• WRITTEN REQUEST 1:
According to the page on Georgia DUI chemical tests, what is the license suspension for a second offense of refusing a BAC test?

• SOURCE EXCERPT:
◆ ◆ ◆ ◆ ◆
In Georgia, you have the right to refuse to take a breath, urine, or blood test during a DUI arrest. These chemical tests are often administered in order to obtain a measurement of a driver's blood alcohol content (BAC). If any one of these BAC tests result in a measurement exceeding the legal BAC limit, a police officer is allowed to arrest someone on suspicion of DUI.
However, these tests are not always accurate. Unfortunately, an improper procedure or faulty BAC measurement can still result in a DUI charge. Because of this, it is important to know your legal options and rights when you submit to a test or refuse to take it.
Refused to take a BAC test? Contact the Atlanta lawyer at Weintraub & Alper Legal and find out how a BAC test may affect your DUI case.
Understanding Georgia Implied Consent Law
Georgia law requires individuals to submit to a chemical test if law enforcement officials have probable cause to suspect that a person is driving under the influence. This is known as the law of implied consent, and all drivers in the state are automatically bound to this law. Under implied consent, you still have the right to refuse to take a BAC test—however, refusing to take a test comes with its own consequences.
Refusing to take a BAC test under implied consent can result in the following:
- 1st Offense: 1-year license suspension
- 2nd Offense: 3-year license suspension
- 3rd Offense: 5-year license suspension
Should I refuse to take a BAC test?
When you refuse to take a BAC test under implied consent, the arresting officer is legally permitted to take your license away and issue you a temporary driving permit. However, this does not mean your license will be suspended—if you file a hearing request with the Georgia Department of Driver Services (DDS), you may be able to appeal the license suspension and protect your driving privileges. Before you choose to go through an appeal hearing alone, speak with a skilled DUI attorney in Atlanta to help ensure your appeal is successful.
The state of Georgia allows for a chemical test be administered to any driver who is suspected to be driving under the influence of drugs or alcohol. Typically, the chemical test will be administered by the law enforcement officer who made the initial stop, and it will be used to assess whether or not the driver was, in fact, driving under the influence of drugs, alcohol, or even a combination of the two.
A driver's breath, blood, and urine can all be examined in a chemical test; however, the method that is used can vary depending on the situation at hand. For example, if the law enforcement officer suspects impairment from alcohol, then he or she will likely administer a breath test to determine intoxication. If the law enforcement officer suspects impairment from drugs, then he or she may be more likely to administer a blood test for assessment of intoxicated driving.
◆ ◆ ◆ ◆ ◆
• RECORD EXTRACTS:
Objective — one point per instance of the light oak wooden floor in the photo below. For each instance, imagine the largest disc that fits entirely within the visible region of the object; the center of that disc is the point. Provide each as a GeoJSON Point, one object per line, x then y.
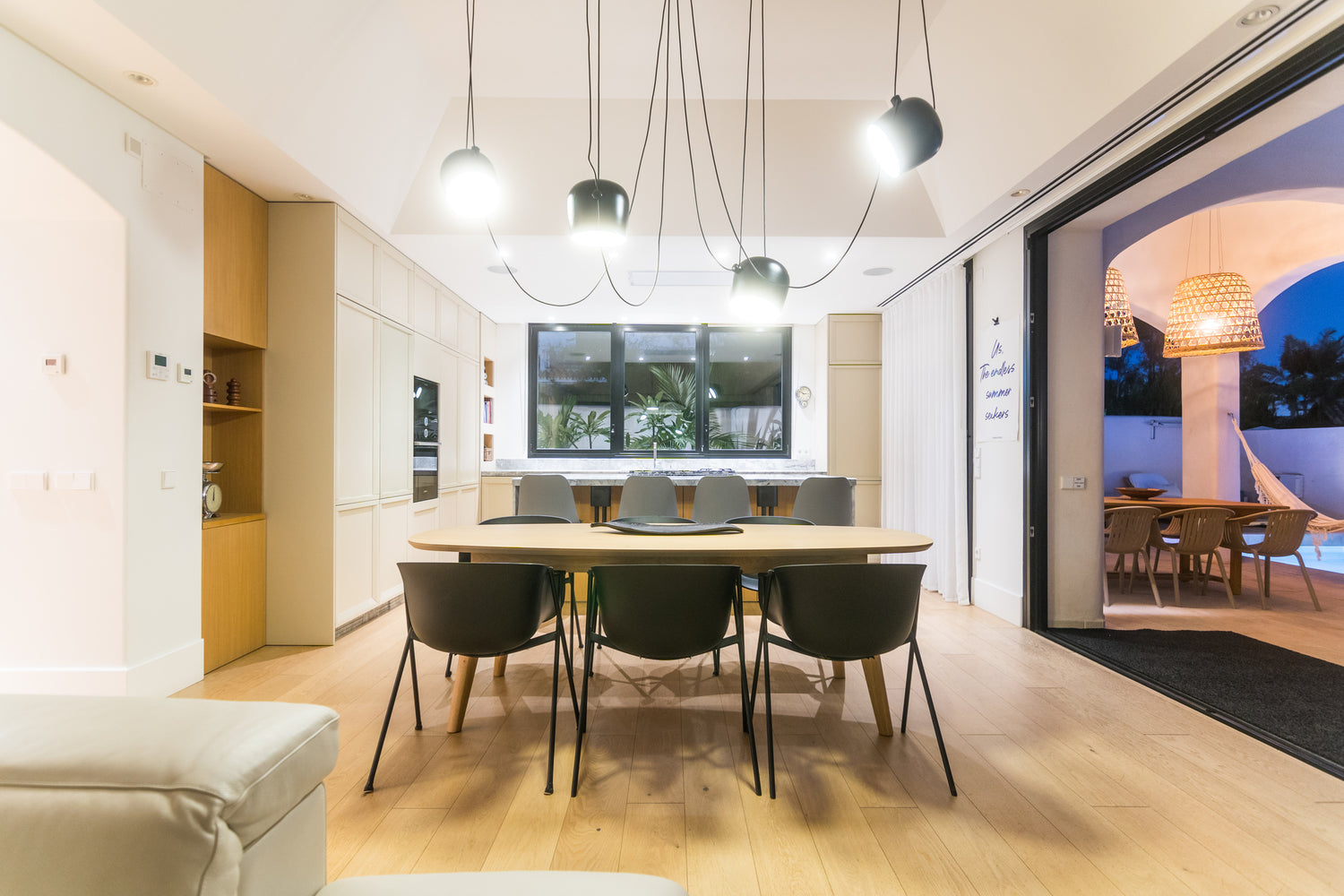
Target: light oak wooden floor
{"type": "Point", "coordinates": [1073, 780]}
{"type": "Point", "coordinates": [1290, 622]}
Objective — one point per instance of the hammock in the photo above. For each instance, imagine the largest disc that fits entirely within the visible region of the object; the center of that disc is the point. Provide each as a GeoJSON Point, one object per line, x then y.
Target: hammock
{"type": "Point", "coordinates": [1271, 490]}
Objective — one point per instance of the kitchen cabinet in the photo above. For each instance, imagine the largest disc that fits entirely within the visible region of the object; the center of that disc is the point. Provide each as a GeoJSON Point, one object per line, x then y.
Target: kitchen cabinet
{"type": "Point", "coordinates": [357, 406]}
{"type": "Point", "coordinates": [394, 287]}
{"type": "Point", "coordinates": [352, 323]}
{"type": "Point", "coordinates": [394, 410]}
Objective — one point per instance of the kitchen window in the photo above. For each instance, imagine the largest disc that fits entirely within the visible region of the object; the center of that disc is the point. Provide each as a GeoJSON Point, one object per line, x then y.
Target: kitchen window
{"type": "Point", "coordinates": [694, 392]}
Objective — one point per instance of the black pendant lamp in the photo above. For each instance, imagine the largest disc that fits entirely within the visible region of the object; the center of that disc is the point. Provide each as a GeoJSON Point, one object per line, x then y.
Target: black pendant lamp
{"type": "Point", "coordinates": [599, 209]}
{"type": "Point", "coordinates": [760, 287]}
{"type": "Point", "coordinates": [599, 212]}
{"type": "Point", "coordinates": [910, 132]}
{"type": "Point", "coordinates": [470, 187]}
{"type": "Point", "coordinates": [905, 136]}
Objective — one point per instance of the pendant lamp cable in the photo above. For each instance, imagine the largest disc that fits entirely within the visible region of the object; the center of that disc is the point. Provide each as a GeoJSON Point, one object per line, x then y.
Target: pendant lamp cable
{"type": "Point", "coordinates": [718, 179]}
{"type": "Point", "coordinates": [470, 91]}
◆ ◆ ◆ ◆ ◆
• WRITTEN REQUEST 2:
Rewrite the rows starting at the line that contains "Objective — one point per instance of the pendant" and ending at the last row, replacing "cable" with "cord" and leaving everything else unchanged.

• CORRECT ANSWER 1:
A 3-year license suspension.

• CORRECT ANSWER 2:
Objective — one point per instance of the pendant lamp cord in the photo above. For each instance, imagine the largest disc that fits entirely within the visible region of the object; the center of that disc is the point. Provide each as a GeoJSON Point, one object per line, x then y.
Target: pendant lamp cord
{"type": "Point", "coordinates": [718, 179]}
{"type": "Point", "coordinates": [470, 91]}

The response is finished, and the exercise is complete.